EXERCISE REQUIREMENTS: Restate every line of the material below word for word, skipping the images.

EXTRACTED DATA:
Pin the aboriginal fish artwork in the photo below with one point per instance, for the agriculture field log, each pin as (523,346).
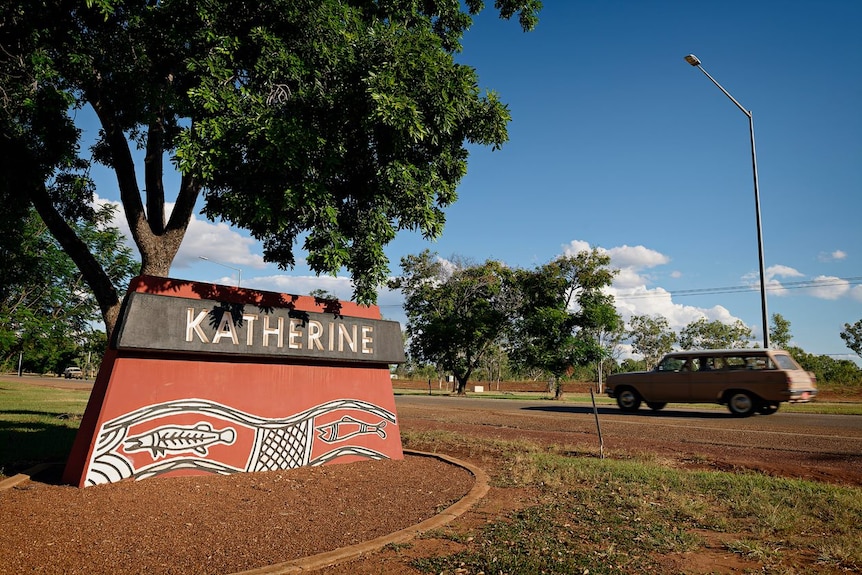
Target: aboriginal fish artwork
(180,438)
(348,427)
(278,443)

RESULT OF THE TASK:
Pin the aboriginal fish artwork in the photo below with one point per instance, for the agriculture field log, each pin as (523,346).
Target: aboriginal fish artwork
(180,438)
(348,427)
(278,443)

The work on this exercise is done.